▶ [DIRECTIONS FOR THIS TASK]:
Your answer should be every line from the records that contains "glove".

•••

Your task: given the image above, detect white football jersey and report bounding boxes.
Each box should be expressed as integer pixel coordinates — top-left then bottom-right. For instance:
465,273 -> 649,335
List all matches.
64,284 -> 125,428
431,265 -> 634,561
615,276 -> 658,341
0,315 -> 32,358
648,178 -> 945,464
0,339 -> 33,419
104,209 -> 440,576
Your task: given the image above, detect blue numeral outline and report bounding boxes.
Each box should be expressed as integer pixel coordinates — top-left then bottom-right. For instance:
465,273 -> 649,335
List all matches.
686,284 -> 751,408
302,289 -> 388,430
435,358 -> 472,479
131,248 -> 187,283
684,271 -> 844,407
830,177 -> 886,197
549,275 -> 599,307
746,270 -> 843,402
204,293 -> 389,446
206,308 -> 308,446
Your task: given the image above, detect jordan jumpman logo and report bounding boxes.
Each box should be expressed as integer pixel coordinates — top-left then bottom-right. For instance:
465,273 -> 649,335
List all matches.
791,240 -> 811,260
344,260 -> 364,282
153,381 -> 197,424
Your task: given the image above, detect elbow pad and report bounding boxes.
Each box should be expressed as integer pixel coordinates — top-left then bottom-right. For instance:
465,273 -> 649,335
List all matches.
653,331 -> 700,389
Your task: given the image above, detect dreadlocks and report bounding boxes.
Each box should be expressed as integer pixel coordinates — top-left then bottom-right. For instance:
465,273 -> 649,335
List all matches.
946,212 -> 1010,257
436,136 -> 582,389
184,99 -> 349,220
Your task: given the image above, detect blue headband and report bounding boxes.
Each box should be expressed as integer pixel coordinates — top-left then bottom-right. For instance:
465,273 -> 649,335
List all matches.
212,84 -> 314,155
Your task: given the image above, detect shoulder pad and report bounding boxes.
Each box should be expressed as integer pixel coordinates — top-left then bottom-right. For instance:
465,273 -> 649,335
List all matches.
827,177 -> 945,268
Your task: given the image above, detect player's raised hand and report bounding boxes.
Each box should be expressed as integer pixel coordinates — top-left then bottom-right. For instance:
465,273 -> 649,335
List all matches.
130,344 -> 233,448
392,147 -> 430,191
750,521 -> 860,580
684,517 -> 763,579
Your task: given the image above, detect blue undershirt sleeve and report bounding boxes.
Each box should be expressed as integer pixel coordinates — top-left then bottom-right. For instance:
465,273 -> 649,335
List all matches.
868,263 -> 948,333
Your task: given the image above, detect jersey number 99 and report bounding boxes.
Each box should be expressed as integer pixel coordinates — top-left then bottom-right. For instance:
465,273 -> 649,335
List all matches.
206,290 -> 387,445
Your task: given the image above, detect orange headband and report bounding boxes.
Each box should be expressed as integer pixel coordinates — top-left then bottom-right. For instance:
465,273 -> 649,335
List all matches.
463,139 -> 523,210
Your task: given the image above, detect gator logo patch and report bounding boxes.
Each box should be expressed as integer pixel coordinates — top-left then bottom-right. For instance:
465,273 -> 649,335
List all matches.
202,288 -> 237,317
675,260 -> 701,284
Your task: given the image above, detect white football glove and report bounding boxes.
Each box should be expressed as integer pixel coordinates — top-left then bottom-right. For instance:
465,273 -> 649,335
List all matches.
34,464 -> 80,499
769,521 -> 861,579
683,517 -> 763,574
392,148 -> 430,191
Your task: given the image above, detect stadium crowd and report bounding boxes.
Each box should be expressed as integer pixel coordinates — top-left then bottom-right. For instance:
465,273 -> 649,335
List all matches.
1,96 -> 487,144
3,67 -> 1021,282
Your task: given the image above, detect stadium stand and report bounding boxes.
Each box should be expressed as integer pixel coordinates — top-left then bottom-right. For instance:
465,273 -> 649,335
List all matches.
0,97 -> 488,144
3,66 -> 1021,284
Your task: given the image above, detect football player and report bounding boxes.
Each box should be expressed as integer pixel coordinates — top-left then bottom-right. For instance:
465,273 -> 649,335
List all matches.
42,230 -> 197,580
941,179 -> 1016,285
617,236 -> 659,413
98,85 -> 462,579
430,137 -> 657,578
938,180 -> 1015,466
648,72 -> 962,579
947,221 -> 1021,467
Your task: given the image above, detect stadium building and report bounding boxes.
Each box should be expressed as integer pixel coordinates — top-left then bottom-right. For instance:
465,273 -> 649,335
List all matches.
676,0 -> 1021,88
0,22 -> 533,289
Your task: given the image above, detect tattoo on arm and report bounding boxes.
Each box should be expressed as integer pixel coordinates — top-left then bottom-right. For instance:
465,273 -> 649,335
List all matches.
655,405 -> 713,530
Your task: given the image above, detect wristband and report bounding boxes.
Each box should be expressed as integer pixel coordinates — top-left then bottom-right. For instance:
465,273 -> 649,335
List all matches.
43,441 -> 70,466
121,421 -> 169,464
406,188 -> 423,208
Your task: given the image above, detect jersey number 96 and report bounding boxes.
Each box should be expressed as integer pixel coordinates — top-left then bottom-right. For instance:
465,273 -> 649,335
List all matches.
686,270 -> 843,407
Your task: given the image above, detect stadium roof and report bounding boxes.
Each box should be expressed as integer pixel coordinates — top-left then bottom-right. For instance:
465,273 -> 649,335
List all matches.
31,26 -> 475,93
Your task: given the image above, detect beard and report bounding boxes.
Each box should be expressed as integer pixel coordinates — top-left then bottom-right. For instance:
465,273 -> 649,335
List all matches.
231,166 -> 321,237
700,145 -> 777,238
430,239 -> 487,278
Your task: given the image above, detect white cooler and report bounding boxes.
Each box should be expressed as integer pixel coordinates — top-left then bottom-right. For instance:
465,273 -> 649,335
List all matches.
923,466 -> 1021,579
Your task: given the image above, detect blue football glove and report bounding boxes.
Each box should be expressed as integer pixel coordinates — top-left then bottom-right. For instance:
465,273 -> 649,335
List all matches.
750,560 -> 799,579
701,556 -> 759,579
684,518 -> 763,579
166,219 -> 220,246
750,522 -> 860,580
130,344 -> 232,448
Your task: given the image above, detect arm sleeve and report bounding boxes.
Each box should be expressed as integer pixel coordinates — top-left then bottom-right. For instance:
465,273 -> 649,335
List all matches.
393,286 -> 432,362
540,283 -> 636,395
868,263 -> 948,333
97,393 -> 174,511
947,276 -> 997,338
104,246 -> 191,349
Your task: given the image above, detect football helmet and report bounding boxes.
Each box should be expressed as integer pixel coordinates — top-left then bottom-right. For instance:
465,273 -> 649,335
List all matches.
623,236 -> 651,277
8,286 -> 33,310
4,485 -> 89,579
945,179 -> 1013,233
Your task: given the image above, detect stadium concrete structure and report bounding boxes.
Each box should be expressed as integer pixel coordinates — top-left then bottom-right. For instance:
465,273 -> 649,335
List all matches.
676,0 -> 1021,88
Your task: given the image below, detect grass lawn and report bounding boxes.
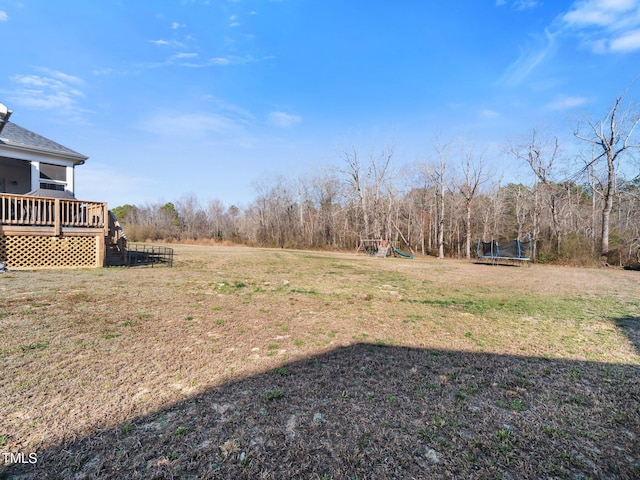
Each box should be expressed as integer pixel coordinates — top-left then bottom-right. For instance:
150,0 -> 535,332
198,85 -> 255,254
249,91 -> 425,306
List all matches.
1,245 -> 639,479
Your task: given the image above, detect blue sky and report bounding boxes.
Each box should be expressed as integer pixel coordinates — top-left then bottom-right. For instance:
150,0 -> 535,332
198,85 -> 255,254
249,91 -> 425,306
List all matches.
1,0 -> 639,207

•••

▶ [SOLUTION FOR THIS PROBLEM]:
Your task: given the image above, detect white football glove and report bounding boxes.
Your task: given the image above, detect blue football glove and report bounding boxes.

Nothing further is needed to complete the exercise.